▸ **The task**
Your task is to give the records again exactly. Leave each picture out.

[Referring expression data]
BEGIN

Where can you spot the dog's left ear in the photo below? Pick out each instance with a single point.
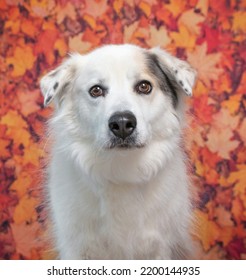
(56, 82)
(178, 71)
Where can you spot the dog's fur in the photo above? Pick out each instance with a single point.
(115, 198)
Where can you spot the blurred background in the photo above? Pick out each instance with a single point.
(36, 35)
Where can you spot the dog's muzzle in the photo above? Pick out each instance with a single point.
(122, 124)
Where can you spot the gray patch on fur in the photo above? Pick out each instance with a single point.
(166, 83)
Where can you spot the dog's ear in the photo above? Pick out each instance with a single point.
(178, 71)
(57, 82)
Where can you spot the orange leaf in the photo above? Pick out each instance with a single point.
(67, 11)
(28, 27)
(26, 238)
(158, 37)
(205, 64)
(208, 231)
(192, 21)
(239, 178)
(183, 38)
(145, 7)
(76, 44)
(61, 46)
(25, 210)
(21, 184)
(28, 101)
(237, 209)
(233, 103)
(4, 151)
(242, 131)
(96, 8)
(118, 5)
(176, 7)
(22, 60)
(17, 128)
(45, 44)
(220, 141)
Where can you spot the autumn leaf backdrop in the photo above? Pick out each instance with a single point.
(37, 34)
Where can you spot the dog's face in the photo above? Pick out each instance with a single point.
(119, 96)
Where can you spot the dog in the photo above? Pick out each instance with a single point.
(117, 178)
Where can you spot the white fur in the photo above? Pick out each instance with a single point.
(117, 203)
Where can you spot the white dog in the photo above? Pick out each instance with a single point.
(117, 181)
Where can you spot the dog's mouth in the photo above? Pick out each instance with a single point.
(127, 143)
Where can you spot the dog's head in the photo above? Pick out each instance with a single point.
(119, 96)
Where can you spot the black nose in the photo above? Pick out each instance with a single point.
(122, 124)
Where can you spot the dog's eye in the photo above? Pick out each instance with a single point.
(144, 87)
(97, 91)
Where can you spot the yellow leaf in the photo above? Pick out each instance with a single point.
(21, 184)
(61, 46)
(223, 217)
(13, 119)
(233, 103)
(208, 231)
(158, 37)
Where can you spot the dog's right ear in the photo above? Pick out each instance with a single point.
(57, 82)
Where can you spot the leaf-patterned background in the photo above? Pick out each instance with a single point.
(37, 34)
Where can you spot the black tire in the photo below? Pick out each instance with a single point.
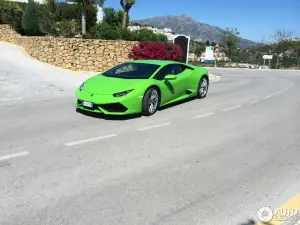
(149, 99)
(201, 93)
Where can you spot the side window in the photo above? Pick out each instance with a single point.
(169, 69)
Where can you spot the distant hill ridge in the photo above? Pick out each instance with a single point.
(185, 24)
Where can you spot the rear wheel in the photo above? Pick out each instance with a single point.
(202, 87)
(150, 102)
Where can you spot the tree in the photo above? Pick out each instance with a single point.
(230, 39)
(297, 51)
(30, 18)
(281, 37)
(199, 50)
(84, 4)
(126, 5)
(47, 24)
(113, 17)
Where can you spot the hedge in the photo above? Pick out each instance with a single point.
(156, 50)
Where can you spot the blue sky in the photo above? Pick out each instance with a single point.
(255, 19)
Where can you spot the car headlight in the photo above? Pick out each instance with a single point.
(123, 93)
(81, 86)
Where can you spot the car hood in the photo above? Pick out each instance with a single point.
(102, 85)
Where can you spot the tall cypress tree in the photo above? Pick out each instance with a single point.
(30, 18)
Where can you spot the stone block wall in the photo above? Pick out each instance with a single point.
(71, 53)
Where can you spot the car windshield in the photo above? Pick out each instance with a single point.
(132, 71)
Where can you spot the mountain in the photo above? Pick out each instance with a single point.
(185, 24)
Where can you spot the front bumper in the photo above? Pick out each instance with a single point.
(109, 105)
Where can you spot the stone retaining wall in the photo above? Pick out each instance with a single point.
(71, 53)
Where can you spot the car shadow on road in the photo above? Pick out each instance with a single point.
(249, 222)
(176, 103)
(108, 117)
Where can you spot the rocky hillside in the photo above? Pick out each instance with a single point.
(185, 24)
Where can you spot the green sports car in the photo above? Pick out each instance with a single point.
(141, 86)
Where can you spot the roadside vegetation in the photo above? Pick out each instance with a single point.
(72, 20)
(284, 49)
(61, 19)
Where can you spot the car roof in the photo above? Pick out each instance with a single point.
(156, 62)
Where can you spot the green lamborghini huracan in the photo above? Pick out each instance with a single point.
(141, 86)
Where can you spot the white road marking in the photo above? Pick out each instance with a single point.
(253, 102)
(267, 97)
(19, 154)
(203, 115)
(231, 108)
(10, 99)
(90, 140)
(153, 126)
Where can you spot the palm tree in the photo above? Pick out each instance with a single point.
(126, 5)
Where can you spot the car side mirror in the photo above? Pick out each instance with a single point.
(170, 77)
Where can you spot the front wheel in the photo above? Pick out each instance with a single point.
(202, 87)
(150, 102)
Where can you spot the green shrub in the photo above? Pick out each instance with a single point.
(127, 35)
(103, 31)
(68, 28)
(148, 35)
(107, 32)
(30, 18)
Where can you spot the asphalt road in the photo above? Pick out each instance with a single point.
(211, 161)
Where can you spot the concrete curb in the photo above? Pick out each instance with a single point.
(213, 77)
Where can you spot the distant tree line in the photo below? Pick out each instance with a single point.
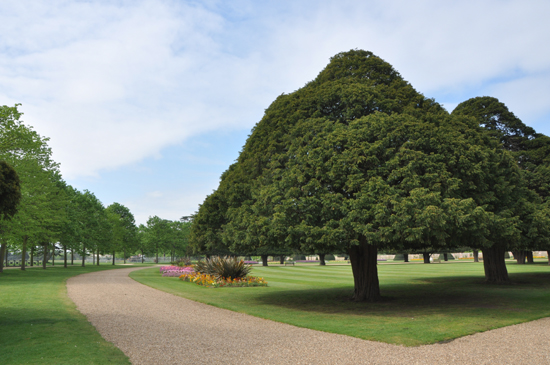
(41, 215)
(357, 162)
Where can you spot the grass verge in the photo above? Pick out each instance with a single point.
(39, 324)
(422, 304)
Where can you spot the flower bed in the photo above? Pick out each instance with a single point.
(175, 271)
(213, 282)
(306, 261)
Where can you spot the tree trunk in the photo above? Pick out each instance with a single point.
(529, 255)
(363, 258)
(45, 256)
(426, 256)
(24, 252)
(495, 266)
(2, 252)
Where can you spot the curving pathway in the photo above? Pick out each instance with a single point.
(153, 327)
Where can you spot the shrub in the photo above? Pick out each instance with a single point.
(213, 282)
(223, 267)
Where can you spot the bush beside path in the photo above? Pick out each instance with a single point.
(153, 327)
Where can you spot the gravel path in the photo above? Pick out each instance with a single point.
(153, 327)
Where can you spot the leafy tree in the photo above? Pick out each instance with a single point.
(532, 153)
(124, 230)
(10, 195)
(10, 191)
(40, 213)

END

▸ **Result of the exercise**
Where can you spot the dog's left ear in the photo below? Pick out each instance with a single point.
(56, 82)
(178, 71)
Where can you spot the dog's fur in the photo above? Pick out each instance with a single point.
(115, 198)
Where can you spot the blurred background in the photo above? Pick out each instance with a single point.
(36, 35)
Where can you spot the dog's muzzle in the photo above? Pick out each instance with a single point.
(122, 124)
Where can you spot the gray patch on fur in the photo above? Pick out each instance with a single point.
(166, 83)
Where can you spot the dog's ear in the photo above? Pick out each instance with a single point.
(178, 71)
(57, 82)
Where can you spot the orange leaf in the photo above? Pick out each instance with a single point.
(67, 11)
(28, 27)
(26, 238)
(158, 37)
(205, 64)
(208, 231)
(192, 21)
(239, 178)
(183, 38)
(145, 7)
(76, 44)
(61, 46)
(25, 210)
(21, 184)
(28, 101)
(237, 209)
(233, 103)
(4, 151)
(242, 131)
(96, 8)
(118, 5)
(176, 7)
(22, 60)
(17, 128)
(45, 44)
(220, 141)
Where can you spot the autumn leaf backdrop in the photo above? Pick out each instance with a single point.
(37, 34)
Where can you spot the dog's face in the photo above? Pick out each instance with a single point.
(119, 96)
Where can you spot the dog in the photo above? Pick out each instance with a single point.
(117, 178)
Where can you spot the white fur in the photo above? Pick out each instance with a single point.
(117, 203)
Where can you spot the white dog in the photo above? Pick out each instance with a single point.
(117, 181)
Where can you spot the dog's mouth in the photo above? Pick out each instance with a single point.
(127, 143)
Where can you spot the dog's head in the photo above? Pick out each instance with a single point.
(119, 96)
Where can you spot the black nose in the photo above? Pick out each instance with a single point.
(122, 124)
Where can you spot the dog's eye in the photo above? Pick out each instance with a single point.
(144, 87)
(97, 91)
Where can you spot the yellow leaf in the photo above? Pick out each instance with a single point.
(21, 184)
(61, 46)
(223, 217)
(13, 119)
(233, 103)
(208, 231)
(158, 37)
Where can you spot the dog's right ear in the photo above? Pick out each instance with a single point.
(57, 82)
Where can you spot the leaf-patterned background in the photo above? Pick out each instance with a single point.
(37, 34)
Where can you spot the black tire in the photo below? Pick out each instance with a single point.
(149, 99)
(201, 93)
Where can you spot the side window in the photo above? Pick out each instance with a single point.
(169, 69)
Where can you spot the distant hill ridge in the photo above? Pick out each instance with a single point.
(185, 24)
Where can you spot the rear wheel in the photo above? Pick out each instance with a single point.
(202, 87)
(150, 102)
Where can you spot the tree in the photo above? Pick out each instance with a single point.
(230, 39)
(297, 51)
(30, 18)
(281, 37)
(199, 50)
(84, 4)
(126, 5)
(47, 24)
(113, 17)
Where can you spot the hedge in the photo above? Pick out each instance with a single point.
(156, 50)
Where can you spot the blue sky in the photo above? Pick out each instance with a single point.
(255, 19)
Where can you spot the car headlight in the photo above? Pick out each instance with a single point.
(123, 93)
(81, 86)
Where can you spot the car hood in the photo above? Pick out each instance with a single point.
(102, 85)
Where can you spot the tall cypress tree in the photo above? Pick out each instance with a single point.
(30, 18)
Where can you spot the stone block wall in the photo above? Pick out each instance with a single point.
(71, 53)
Where can you spot the car windshield in the photo above? Pick out each instance with a single point.
(132, 71)
Where can you spot the mountain in the photo above? Pick out each instance with a single point.
(185, 24)
Where can you spot the front bumper in the photo above? Pick out each instance with a single point.
(109, 105)
Where can you spot the stone retaining wall in the photo above? Pick out each instance with a single point.
(71, 53)
Where can you spot the car shadow on road in the photo above? Pick out each instance with a single point.
(249, 222)
(176, 103)
(108, 117)
Where can you spot the rocky hillside in the photo above? Pick out each instance with a single point.
(185, 24)
Where can you spot the green sports car in the photo above? Pick out each instance with a single point.
(141, 86)
Where can you spot the roadside vegetation in the photo above? Pick out each instance with a single point.
(72, 20)
(284, 49)
(61, 19)
Where can you spot the car roof in the photo above? Pick out each instance with a single point.
(156, 62)
Where can you spot the green lamborghini huracan in the photo above? Pick out each instance with a single point.
(141, 86)
Where can you spot the white road marking in the photo above? Pick out each instance with a single point.
(253, 102)
(267, 97)
(19, 154)
(203, 115)
(231, 108)
(10, 99)
(90, 140)
(153, 126)
Where can you spot the palm tree in the photo above? Pick out each instance with a single point.
(126, 5)
Where can you spot the car side mirror in the photo above? Pick out each instance with a single point.
(170, 77)
Where can you spot the front wheel in the photo above? Pick out each instance with a single point.
(202, 87)
(150, 102)
Where can you spot the green shrub in the photo above? Pick out each instance with a single point.
(127, 35)
(103, 31)
(68, 28)
(148, 35)
(107, 32)
(30, 18)
Where can you spot the asphalt road in the photo above? Pick out each instance with a single point.
(211, 161)
Where can you spot the concrete curb in the photo above? Pick out each instance with a single point.
(213, 77)
Where can you spot the distant tree line in the photo below? Pick out each instance with a single point.
(41, 215)
(357, 162)
Where can you spot the grass verge in the photo above? Pick out each instance with a single point.
(39, 324)
(422, 304)
Where can you spot the flower bed in the photo above? Pick out each instance with a single point.
(175, 271)
(213, 282)
(306, 261)
Where can you spot the tree trunk in the photo above? Pick out each instance with a single point.
(529, 255)
(363, 258)
(45, 256)
(426, 256)
(24, 252)
(495, 266)
(2, 252)
Where can you spot the curving pathway in the photo above? Pick out each instance with a single point.
(153, 327)
Where can you spot the shrub in the photo above? Pick out each instance with a single point.
(213, 282)
(223, 267)
Where can you spot the bush beside path in the photo above? Pick out each instance with a single point.
(153, 327)
Where can you spot the gravel path in the photo above? Pick out each instance with a single point.
(153, 327)
Where can you spot the leafy tree in the photo above? Pick out each instance with a single point.
(532, 153)
(124, 230)
(10, 195)
(10, 191)
(40, 213)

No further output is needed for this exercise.